Dataset extract:

◇ ◇ ◇ ◇ ◇

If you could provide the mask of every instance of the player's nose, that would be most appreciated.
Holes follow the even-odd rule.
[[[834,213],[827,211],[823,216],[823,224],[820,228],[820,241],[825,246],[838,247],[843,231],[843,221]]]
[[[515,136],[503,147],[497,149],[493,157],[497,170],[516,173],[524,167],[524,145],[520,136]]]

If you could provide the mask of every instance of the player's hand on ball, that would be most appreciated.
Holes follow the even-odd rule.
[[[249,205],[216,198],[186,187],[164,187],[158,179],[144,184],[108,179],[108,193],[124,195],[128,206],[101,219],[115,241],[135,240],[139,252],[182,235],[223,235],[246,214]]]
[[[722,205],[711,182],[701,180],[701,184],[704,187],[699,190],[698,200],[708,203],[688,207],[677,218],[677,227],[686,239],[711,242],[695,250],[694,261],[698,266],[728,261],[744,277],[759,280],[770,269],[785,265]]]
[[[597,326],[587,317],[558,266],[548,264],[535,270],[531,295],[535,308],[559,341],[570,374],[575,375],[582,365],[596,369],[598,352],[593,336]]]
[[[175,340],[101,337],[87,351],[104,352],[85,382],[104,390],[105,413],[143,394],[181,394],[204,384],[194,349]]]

◇ ◇ ◇ ◇ ◇

Required action:
Report how many lines of the records above contain the word "instance", and give only that number.

Completed task:
2